__Work to complete__
Locate every row below that contains the word "surface", and copy each of those rows in full.

Entries for pointing and labeling

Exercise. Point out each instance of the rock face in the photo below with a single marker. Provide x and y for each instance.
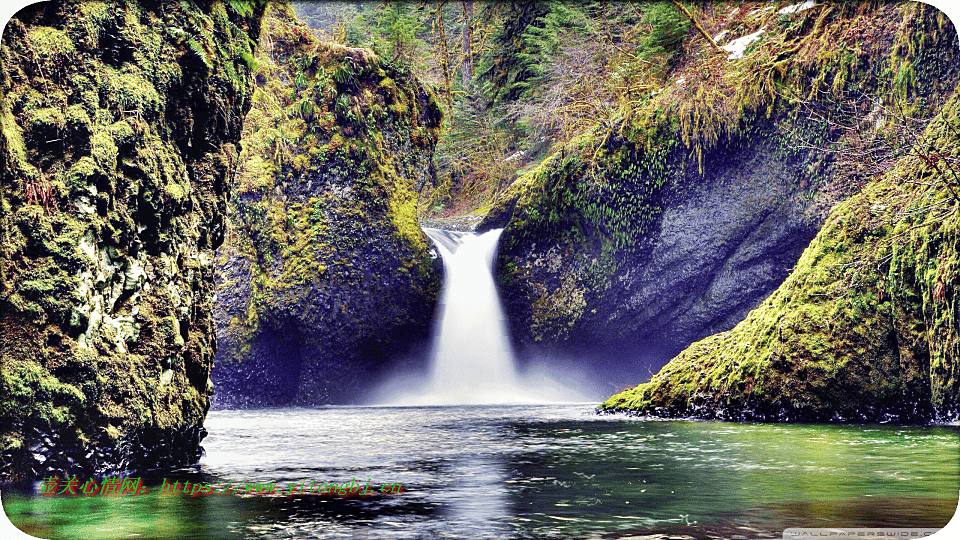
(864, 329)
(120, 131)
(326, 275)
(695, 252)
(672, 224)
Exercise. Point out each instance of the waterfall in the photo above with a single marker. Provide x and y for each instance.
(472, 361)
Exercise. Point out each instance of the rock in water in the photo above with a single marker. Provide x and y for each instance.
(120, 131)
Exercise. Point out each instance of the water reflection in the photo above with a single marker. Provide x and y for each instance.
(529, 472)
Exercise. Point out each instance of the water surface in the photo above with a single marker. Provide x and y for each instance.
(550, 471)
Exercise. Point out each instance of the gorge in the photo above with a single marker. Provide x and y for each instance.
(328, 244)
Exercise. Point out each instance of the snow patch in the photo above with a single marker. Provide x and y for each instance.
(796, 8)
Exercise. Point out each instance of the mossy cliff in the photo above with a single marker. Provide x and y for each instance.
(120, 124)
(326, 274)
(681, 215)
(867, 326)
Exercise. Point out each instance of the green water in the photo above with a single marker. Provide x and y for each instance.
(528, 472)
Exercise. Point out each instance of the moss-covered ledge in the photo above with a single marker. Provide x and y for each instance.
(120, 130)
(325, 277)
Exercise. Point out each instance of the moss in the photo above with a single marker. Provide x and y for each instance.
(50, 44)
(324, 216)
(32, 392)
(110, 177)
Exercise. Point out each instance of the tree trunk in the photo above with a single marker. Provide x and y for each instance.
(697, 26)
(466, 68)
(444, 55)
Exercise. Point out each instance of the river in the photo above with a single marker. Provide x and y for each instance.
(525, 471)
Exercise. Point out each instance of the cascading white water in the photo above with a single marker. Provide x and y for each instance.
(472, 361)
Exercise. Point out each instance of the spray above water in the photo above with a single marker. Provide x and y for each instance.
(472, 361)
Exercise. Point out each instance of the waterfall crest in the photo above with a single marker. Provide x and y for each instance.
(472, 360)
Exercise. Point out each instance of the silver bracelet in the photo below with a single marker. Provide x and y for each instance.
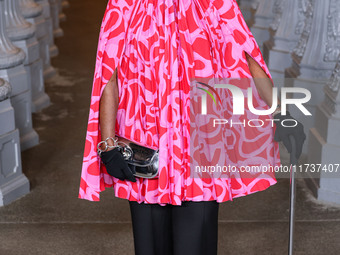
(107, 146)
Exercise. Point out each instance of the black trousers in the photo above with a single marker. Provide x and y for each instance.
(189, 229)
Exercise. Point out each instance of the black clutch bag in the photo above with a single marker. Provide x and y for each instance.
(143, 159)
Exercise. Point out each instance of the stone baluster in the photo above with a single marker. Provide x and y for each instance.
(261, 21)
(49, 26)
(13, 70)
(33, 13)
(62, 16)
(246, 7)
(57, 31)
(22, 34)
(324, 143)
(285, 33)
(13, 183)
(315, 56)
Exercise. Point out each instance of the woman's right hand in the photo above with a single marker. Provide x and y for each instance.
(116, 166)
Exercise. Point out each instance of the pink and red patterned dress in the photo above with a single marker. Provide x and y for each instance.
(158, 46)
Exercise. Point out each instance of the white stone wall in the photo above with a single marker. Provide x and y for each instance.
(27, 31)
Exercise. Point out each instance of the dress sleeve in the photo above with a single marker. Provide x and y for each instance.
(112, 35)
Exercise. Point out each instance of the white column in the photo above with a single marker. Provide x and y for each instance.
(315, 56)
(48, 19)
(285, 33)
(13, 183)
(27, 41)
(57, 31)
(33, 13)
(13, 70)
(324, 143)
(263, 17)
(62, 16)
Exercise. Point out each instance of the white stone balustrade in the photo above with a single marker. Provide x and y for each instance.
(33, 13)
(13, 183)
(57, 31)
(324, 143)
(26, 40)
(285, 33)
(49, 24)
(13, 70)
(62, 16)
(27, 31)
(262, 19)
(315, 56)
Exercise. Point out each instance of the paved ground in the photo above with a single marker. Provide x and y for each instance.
---
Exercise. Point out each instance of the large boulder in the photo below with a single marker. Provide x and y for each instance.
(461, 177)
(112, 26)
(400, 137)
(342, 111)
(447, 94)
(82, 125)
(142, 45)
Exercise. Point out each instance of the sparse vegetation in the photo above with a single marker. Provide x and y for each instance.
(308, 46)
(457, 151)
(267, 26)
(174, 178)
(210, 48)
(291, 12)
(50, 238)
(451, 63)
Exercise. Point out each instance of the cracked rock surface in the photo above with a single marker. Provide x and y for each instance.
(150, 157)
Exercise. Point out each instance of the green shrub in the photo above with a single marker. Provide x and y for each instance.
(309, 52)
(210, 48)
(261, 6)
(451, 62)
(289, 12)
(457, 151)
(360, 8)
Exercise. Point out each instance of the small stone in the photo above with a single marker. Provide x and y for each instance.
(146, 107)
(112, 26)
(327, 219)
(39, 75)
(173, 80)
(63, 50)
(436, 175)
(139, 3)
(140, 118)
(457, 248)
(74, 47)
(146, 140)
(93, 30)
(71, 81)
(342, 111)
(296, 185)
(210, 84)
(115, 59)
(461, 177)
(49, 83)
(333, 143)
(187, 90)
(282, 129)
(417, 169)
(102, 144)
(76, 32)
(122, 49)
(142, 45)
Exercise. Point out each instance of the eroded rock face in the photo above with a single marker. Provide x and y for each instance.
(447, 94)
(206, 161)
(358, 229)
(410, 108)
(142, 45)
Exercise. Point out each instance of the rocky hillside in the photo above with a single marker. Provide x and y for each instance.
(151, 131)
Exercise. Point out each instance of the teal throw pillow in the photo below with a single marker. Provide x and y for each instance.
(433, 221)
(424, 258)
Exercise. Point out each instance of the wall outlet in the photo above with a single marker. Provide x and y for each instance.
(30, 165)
--
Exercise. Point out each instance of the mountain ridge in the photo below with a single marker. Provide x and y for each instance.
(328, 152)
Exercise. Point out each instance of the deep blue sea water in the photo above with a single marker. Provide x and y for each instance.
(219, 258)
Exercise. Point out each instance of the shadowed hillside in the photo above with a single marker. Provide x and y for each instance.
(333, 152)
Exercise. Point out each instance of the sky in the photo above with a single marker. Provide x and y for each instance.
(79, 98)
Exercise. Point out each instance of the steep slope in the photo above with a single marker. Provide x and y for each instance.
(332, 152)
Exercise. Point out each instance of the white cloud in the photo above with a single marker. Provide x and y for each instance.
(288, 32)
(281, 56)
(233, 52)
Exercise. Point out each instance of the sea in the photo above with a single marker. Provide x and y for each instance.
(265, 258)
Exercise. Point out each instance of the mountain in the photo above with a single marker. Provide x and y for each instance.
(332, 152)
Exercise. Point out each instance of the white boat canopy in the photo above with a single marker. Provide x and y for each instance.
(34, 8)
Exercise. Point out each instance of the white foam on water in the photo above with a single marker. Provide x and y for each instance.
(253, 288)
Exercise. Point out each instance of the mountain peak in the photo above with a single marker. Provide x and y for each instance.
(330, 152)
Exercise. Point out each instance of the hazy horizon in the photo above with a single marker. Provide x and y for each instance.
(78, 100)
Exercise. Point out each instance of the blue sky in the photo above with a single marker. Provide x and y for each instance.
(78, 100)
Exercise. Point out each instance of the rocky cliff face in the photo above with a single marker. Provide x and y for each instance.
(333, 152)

__The output__
Exercise. Point out each instance of the water surface in the photo above with a single marker. Provide x and y for each instance.
Exercise. Point out each instance of the cracked rock surface in the photo above with a single marker. Provide x and y for each instance.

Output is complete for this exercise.